#### TASK INSTRUCTIONS:
Of the entries below, return only those lines from the line with "box: [0, 1023, 2340, 1155]" to the line with "rough mask: <svg", exactly, both included.

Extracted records
^^^^^^^^^^^^^^^^

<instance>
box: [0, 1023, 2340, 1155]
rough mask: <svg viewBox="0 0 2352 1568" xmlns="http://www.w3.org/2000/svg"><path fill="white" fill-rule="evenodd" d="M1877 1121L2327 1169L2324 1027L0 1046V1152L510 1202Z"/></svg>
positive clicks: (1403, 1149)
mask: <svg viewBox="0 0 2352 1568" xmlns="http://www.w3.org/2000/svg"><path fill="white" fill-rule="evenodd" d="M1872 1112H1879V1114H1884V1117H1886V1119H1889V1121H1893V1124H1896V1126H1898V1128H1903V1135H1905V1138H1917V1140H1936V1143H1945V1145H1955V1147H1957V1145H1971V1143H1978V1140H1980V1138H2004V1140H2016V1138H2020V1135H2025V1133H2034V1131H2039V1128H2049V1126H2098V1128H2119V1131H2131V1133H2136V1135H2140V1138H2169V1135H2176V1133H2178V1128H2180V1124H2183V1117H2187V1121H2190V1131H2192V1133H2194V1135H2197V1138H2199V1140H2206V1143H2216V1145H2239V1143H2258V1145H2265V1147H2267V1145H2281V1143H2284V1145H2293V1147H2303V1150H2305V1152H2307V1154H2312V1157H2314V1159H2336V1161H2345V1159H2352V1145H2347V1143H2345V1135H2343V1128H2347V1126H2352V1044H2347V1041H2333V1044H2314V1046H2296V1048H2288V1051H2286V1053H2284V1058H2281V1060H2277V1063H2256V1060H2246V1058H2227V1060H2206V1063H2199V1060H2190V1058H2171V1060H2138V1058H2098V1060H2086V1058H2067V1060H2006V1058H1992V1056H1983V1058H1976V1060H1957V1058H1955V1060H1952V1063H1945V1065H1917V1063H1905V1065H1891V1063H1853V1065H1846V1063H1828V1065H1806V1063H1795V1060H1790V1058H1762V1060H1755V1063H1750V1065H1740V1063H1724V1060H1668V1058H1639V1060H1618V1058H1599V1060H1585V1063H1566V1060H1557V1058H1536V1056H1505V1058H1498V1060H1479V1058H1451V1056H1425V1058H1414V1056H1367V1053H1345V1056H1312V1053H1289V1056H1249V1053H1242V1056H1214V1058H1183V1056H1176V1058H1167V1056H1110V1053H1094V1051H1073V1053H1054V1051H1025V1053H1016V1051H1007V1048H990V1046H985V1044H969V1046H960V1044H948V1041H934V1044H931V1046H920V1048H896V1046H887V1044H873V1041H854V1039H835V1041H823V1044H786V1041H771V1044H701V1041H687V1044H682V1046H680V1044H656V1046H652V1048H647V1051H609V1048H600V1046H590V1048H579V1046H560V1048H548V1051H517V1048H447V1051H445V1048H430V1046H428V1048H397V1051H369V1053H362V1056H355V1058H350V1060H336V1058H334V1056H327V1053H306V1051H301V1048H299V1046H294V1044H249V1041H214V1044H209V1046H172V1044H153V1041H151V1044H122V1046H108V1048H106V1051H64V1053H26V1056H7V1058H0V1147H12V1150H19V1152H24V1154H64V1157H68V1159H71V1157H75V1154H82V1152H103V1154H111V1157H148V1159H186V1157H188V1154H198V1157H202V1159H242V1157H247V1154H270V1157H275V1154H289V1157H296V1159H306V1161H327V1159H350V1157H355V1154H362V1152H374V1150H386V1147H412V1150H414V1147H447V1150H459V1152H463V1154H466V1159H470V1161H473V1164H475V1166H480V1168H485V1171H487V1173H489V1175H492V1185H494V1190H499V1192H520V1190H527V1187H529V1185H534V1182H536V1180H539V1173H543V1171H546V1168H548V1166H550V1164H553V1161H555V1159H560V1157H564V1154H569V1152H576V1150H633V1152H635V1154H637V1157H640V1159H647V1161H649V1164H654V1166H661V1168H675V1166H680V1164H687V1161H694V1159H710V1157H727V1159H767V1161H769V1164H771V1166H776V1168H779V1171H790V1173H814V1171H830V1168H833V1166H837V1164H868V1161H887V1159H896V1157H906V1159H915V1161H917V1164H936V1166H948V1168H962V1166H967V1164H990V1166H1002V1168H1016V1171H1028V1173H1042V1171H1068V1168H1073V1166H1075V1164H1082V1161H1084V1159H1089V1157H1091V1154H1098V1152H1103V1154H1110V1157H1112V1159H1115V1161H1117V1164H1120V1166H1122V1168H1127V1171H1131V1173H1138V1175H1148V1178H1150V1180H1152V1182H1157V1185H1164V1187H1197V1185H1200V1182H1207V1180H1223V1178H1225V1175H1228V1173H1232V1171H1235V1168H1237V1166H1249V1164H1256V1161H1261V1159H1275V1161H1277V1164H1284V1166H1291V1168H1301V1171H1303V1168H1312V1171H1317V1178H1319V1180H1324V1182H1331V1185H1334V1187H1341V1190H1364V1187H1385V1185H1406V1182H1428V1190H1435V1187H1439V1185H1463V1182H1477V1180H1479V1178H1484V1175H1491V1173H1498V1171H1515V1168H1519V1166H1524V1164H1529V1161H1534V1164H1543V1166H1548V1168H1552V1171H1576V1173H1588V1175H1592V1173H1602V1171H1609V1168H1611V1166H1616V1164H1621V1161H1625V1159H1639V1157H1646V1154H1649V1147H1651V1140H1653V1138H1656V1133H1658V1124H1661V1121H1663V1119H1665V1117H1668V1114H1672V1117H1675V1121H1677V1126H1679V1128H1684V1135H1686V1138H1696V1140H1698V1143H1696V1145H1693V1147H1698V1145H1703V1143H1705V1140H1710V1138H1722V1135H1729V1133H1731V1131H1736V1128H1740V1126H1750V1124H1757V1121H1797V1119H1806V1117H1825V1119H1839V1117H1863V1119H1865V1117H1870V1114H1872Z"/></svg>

^^^^^^^^^^^^^^^^

#### RESPONSE TO THIS EXERCISE:
box: [0, 1023, 2340, 1155]
rough mask: <svg viewBox="0 0 2352 1568" xmlns="http://www.w3.org/2000/svg"><path fill="white" fill-rule="evenodd" d="M1877 1121L2327 1169L2324 1027L0 1046V1152L510 1202Z"/></svg>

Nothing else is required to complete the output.